◆ GIVEN PROBLEM ◆
Return only the line that contains "Where can the arched" and each line after it, through the last line of the data below, copied exactly.

┌─ RECORDS FOR THIS EXERCISE

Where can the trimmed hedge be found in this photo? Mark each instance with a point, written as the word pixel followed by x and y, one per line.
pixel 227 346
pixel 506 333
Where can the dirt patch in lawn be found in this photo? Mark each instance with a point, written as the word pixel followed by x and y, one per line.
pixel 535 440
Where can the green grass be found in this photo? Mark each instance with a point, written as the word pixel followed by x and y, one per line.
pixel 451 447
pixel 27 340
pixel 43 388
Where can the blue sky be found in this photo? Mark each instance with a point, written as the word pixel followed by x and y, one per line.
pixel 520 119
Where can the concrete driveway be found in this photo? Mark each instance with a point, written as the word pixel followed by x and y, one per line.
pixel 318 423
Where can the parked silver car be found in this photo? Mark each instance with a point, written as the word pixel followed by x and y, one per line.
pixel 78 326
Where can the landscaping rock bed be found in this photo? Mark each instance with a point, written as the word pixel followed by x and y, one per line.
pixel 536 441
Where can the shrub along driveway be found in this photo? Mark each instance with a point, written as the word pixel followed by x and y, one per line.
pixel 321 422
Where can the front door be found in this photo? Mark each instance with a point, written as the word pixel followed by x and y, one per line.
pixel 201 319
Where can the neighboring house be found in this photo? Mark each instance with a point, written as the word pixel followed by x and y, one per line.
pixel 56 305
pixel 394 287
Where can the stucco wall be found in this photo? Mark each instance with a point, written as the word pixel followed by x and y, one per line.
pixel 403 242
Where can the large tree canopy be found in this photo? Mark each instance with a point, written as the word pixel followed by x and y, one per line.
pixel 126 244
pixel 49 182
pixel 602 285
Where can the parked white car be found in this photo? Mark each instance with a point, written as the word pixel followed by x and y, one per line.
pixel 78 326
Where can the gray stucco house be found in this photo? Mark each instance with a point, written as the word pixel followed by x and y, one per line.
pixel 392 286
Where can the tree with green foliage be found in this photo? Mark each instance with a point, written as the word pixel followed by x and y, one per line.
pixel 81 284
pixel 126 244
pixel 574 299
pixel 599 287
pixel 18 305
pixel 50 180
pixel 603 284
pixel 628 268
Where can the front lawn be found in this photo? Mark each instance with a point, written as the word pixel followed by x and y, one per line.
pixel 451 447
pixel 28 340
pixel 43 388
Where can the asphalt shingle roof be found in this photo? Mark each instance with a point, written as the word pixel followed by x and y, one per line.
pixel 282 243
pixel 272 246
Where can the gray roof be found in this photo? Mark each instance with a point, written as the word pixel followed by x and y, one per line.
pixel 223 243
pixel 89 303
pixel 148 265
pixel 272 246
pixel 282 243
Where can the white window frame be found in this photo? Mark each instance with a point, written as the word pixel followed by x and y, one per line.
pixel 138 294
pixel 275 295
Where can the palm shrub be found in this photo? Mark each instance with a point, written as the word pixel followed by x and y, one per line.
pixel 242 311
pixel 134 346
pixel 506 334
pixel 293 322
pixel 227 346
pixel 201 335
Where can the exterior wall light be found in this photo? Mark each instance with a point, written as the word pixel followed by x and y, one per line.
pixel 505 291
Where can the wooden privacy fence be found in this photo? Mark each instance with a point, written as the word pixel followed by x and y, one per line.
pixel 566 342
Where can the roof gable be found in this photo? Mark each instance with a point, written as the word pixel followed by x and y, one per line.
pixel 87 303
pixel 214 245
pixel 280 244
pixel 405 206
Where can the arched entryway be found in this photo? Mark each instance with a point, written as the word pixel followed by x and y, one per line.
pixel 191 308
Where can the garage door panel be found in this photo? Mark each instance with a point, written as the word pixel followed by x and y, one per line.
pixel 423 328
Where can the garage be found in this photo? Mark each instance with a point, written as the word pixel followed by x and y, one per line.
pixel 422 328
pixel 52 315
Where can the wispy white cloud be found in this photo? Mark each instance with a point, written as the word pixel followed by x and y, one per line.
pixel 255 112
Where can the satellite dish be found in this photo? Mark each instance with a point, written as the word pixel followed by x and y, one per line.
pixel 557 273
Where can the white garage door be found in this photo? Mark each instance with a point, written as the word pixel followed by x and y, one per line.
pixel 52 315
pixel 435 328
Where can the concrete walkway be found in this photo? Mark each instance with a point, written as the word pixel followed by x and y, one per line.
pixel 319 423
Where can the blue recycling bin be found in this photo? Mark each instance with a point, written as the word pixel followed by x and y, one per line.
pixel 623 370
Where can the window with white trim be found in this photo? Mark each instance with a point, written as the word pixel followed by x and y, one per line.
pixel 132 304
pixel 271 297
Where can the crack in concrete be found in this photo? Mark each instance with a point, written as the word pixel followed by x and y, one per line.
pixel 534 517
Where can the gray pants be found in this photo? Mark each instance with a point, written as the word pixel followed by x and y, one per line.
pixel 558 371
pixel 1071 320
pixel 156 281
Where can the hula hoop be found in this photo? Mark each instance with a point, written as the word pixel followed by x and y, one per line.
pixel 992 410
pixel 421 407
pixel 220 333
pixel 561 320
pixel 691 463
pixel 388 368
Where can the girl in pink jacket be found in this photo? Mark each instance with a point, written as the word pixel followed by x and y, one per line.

└─

◆ EXERCISE ANSWER ◆
Where can the arched entryway be found in this photo? Mark each instance with a point, written as the word pixel followed by x and y, one per line.
pixel 191 308
Where can the garage door panel be found in this photo? Mark each instance with a point, written as the word pixel followed by x and y, one per line.
pixel 423 328
Where can the garage be found in this photo? Mark each instance with a point, written as the word pixel followed by x and y, one per line.
pixel 422 328
pixel 52 315
Where can the wispy white cloud be found in this photo? Mark each instance with a point, written as the word pixel followed by x and y, one per line.
pixel 255 112
Where can the satellite dish be found in this photo? Mark each instance with a point, written as the word pixel followed by x and y, one per line.
pixel 557 273
Where can the white garage door be found in this photo? Mark each instance with a point, written as the word pixel followed by x and y, one per line.
pixel 52 315
pixel 435 328
Where can the concrete walkway be found in this photo? Mark each instance with a point, written as the word pixel followed by x and y, one per line.
pixel 319 423
Where can the blue recycling bin be found in this photo? Mark each instance with a point, written as the word pixel followed by x and y, one per line.
pixel 623 370
Where can the window with white trim be found in this photo? Mark each instance with a point, written as the word pixel followed by x and y, one per line.
pixel 132 304
pixel 271 297
Where can the crack in concrete be found in this photo? Mark each instance with a point, written as the word pixel followed by x and y, one per line.
pixel 534 517
Where can the gray pants be found in this photo? Mark each instance with a point, written as the word pixel followed by x and y, one per line.
pixel 558 371
pixel 1071 320
pixel 156 281
Where can the hula hoop be found in this photo? Mark each instance with a point, written as the word pixel followed by x and y, one per line.
pixel 992 410
pixel 421 407
pixel 220 333
pixel 561 320
pixel 691 463
pixel 388 368
Where can the girl in pink jacket be found in this photo? Mark each instance with a point, written as the word pixel followed by x and y, one per line.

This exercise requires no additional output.